Exercise requirements → Without leaving out a single line, restate the entries below exactly.

□ □ □ □ □ □ □

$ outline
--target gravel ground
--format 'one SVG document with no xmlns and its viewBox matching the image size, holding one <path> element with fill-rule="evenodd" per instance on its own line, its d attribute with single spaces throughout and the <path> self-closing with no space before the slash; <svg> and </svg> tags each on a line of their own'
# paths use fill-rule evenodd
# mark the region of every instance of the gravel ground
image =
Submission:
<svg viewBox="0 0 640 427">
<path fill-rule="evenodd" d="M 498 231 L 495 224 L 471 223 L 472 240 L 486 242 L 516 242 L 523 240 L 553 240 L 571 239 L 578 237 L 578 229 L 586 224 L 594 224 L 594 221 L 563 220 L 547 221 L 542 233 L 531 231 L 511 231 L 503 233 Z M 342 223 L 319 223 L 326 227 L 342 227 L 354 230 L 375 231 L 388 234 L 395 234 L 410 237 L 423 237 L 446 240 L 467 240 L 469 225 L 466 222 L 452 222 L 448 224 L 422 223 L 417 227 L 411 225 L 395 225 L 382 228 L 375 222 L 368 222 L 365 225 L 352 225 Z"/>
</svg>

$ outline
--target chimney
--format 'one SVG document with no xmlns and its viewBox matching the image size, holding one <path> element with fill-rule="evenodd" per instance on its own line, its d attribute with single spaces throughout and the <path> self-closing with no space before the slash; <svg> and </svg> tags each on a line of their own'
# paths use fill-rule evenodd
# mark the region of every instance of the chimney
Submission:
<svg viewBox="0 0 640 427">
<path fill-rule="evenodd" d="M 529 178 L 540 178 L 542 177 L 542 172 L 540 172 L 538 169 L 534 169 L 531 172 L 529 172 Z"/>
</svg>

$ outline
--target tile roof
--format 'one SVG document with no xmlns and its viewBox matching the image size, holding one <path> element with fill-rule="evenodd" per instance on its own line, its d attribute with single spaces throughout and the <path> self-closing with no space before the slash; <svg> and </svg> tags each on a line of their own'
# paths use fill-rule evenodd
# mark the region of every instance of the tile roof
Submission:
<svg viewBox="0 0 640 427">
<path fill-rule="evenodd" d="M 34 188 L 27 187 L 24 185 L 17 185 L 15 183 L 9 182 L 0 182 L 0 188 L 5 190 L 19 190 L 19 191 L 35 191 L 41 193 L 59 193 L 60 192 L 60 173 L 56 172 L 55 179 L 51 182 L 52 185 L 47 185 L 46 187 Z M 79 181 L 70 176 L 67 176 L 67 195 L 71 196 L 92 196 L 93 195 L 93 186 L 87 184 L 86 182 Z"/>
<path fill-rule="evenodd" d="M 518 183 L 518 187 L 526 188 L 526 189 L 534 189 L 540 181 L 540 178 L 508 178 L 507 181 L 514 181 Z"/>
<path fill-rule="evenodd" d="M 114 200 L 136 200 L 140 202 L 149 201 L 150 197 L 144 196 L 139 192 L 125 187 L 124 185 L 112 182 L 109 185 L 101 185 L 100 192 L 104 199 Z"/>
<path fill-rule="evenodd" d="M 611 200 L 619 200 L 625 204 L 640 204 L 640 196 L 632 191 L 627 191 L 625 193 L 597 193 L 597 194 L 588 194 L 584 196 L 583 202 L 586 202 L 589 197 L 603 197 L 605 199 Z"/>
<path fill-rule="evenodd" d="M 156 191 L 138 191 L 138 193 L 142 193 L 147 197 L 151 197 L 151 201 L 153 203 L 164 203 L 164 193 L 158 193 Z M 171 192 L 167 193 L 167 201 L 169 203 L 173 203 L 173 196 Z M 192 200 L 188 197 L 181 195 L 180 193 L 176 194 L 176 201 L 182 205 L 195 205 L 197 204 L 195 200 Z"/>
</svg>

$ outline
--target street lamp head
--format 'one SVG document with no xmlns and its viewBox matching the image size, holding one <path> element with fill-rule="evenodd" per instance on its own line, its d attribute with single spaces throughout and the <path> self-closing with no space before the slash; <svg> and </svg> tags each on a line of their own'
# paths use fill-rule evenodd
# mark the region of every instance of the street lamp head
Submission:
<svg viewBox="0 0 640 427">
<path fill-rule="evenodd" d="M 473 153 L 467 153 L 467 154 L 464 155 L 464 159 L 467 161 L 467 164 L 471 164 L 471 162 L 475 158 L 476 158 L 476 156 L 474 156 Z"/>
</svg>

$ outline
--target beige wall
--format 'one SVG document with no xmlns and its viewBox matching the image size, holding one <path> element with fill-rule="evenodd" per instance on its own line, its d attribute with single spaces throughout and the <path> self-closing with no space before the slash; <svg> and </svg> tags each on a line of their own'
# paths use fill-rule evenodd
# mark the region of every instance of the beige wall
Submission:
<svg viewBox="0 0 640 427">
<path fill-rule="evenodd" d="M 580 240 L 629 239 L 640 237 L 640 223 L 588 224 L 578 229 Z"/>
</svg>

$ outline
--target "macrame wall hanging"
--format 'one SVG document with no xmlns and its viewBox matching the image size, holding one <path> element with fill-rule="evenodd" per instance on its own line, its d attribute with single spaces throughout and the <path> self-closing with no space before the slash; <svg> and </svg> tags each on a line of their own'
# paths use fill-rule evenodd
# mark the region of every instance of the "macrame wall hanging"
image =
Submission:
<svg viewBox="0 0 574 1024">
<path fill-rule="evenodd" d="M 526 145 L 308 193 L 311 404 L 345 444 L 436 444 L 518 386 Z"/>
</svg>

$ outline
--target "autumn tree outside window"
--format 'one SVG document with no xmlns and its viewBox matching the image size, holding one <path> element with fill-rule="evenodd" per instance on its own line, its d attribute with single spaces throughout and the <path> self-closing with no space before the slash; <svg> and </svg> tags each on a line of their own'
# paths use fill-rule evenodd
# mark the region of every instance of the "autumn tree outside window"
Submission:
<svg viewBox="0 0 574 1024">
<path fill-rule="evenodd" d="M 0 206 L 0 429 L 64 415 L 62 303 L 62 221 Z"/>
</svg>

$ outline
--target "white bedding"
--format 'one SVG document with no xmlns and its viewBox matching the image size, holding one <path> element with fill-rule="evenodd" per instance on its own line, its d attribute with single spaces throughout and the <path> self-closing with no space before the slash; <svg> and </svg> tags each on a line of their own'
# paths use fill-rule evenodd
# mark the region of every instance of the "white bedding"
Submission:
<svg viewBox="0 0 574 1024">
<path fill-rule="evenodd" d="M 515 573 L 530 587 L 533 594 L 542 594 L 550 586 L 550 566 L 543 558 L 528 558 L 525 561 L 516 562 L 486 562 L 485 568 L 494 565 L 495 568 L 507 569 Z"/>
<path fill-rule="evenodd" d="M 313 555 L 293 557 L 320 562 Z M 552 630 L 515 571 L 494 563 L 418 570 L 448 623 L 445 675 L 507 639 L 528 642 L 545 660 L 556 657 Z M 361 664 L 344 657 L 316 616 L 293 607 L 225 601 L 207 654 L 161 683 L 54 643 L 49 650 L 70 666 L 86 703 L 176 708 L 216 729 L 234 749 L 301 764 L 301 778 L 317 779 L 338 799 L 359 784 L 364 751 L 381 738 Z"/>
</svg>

□ □ □ □ □ □ □

Finished exercise →
$ outline
--target gravel ground
--format 'one SVG document with no xmlns and its viewBox matching the image size, holding one <path> element with fill-rule="evenodd" per instance on its own line, its d attribute with single spaces throughout and the <path> self-closing with no space before the slash; <svg> and </svg> tags each on a line of their own'
# paths use fill-rule evenodd
# mark the region of every instance of the gravel ground
image =
Submission:
<svg viewBox="0 0 640 427">
<path fill-rule="evenodd" d="M 498 231 L 495 224 L 471 223 L 472 240 L 486 242 L 516 242 L 523 240 L 553 240 L 571 239 L 578 237 L 578 229 L 586 224 L 594 224 L 594 221 L 563 220 L 547 221 L 542 233 L 531 231 L 511 231 L 503 233 Z M 342 223 L 319 223 L 326 227 L 342 227 L 354 230 L 375 231 L 388 234 L 395 234 L 410 237 L 423 237 L 446 240 L 467 240 L 469 225 L 466 222 L 452 222 L 448 224 L 422 223 L 417 227 L 411 225 L 395 225 L 382 228 L 375 222 L 368 222 L 365 225 L 352 225 Z"/>
</svg>

$ outline
--target chimney
--format 'one SVG document with no xmlns and its viewBox matching the image size, holding one <path> element with fill-rule="evenodd" per instance on its own line, its d attribute with single spaces throughout and the <path> self-closing with no space before the slash; <svg> and </svg> tags each on a line of their own'
# paths use fill-rule evenodd
# mark the region of every instance of the chimney
Submission:
<svg viewBox="0 0 640 427">
<path fill-rule="evenodd" d="M 529 178 L 540 178 L 542 177 L 542 172 L 540 172 L 538 169 L 534 169 L 531 172 L 529 172 Z"/>
</svg>

$ outline
--target tile roof
--format 'one SVG document with no xmlns and its viewBox matching the image size, holding one <path> element with fill-rule="evenodd" per instance on its own line, its d attribute with single spaces throughout and the <path> self-closing with no space before the slash; <svg> and </svg> tags each on a line of their own'
# paths use fill-rule evenodd
# mark the region of every instance of the tile roof
Submission:
<svg viewBox="0 0 640 427">
<path fill-rule="evenodd" d="M 34 188 L 27 187 L 24 185 L 17 185 L 15 183 L 9 182 L 0 182 L 0 188 L 5 190 L 19 190 L 19 191 L 35 191 L 41 193 L 59 193 L 60 192 L 60 173 L 56 172 L 55 179 L 51 182 L 52 185 L 47 185 L 46 187 Z M 79 181 L 70 176 L 67 176 L 67 195 L 71 196 L 92 196 L 93 195 L 93 186 L 87 184 L 86 182 Z"/>
<path fill-rule="evenodd" d="M 518 183 L 518 187 L 526 188 L 526 189 L 534 189 L 540 181 L 540 178 L 508 178 L 507 181 L 514 181 Z"/>
<path fill-rule="evenodd" d="M 114 200 L 136 200 L 140 202 L 149 201 L 150 197 L 144 196 L 139 192 L 125 187 L 124 185 L 112 182 L 109 185 L 101 185 L 100 192 L 104 199 Z"/>
<path fill-rule="evenodd" d="M 611 200 L 619 200 L 625 204 L 640 204 L 640 196 L 632 191 L 627 191 L 625 193 L 597 193 L 597 194 L 588 194 L 584 196 L 583 202 L 586 202 L 589 197 L 603 197 L 605 199 Z"/>
<path fill-rule="evenodd" d="M 156 191 L 138 191 L 138 193 L 142 193 L 147 197 L 151 197 L 151 201 L 153 203 L 164 203 L 164 193 L 158 193 Z M 171 192 L 167 193 L 167 201 L 169 203 L 173 203 L 173 196 Z M 192 200 L 188 197 L 181 195 L 180 193 L 176 194 L 176 201 L 182 205 L 195 205 L 197 204 L 195 200 Z"/>
</svg>

$ outline
--target street lamp head
--format 'one SVG document with no xmlns and its viewBox matching the image size, holding one <path> element with fill-rule="evenodd" per instance on its own line, its d attribute with single spaces throughout and the <path> self-closing with no space before the slash; <svg> and </svg> tags each on a line of their own'
# paths use fill-rule evenodd
# mark the region of every instance of the street lamp head
Submission:
<svg viewBox="0 0 640 427">
<path fill-rule="evenodd" d="M 473 153 L 467 153 L 467 154 L 464 155 L 464 159 L 467 161 L 467 164 L 471 164 L 471 162 L 475 158 L 476 158 L 476 156 L 474 156 Z"/>
</svg>

$ outline
--target beige wall
--format 'one SVG document with no xmlns and its viewBox matching the image size, holding one <path> element with fill-rule="evenodd" per instance on its own line, its d attribute with single spaces throughout and the <path> self-closing with no space before the slash; <svg> and </svg> tags each on a line of their own'
# paths use fill-rule evenodd
# mark the region of every instance of the beige wall
Submission:
<svg viewBox="0 0 640 427">
<path fill-rule="evenodd" d="M 580 240 L 629 239 L 640 237 L 640 223 L 588 224 L 578 229 Z"/>
</svg>

$ outline
--target "macrame wall hanging"
--format 'one SVG document with no xmlns and its viewBox matching the image size, holding one <path> element with fill-rule="evenodd" per instance on its own line, its d attribute with single spaces throughout and the <path> self-closing with no space before the slash; <svg> and </svg> tags each on a line of their own'
# paths use fill-rule evenodd
# mark the region of every instance of the "macrame wall hanging"
image =
Submission:
<svg viewBox="0 0 574 1024">
<path fill-rule="evenodd" d="M 526 145 L 308 193 L 311 404 L 345 444 L 436 444 L 518 386 Z"/>
</svg>

$ outline
--target "autumn tree outside window"
--format 'one SVG document with no xmlns and its viewBox matching the image size, holding one <path> element with fill-rule="evenodd" per instance on its own line, its d attribute with single spaces throughout and the <path> self-closing with no space before the slash; <svg> and </svg> tags each on a line of their own'
# paths use fill-rule evenodd
# mark the region of every instance of the "autumn tree outside window"
Submission:
<svg viewBox="0 0 574 1024">
<path fill-rule="evenodd" d="M 0 206 L 0 429 L 64 415 L 62 303 L 62 221 Z"/>
</svg>

$ outline
--target "white bedding"
--format 'one SVG document with no xmlns and its viewBox matching the image size, holding one <path> element with fill-rule="evenodd" per instance on its own line, its d attribute with single spaces throughout and the <path> self-closing with no space before the slash; <svg> and </svg> tags each on a line of their own'
# paths use fill-rule evenodd
# mark the region of every instance of the "white bedding"
Submission:
<svg viewBox="0 0 574 1024">
<path fill-rule="evenodd" d="M 515 573 L 530 587 L 533 594 L 542 594 L 550 586 L 550 566 L 543 558 L 528 558 L 525 561 L 516 562 L 486 562 L 485 568 L 494 565 L 495 568 L 507 569 Z"/>
<path fill-rule="evenodd" d="M 313 555 L 293 557 L 320 562 Z M 552 630 L 515 571 L 494 563 L 418 570 L 448 623 L 445 675 L 507 639 L 528 642 L 545 660 L 556 657 Z M 361 664 L 344 657 L 316 616 L 293 607 L 225 601 L 207 654 L 161 683 L 54 643 L 49 650 L 70 666 L 86 703 L 176 708 L 216 729 L 234 749 L 301 764 L 301 778 L 317 779 L 338 799 L 359 784 L 364 751 L 381 738 Z"/>
</svg>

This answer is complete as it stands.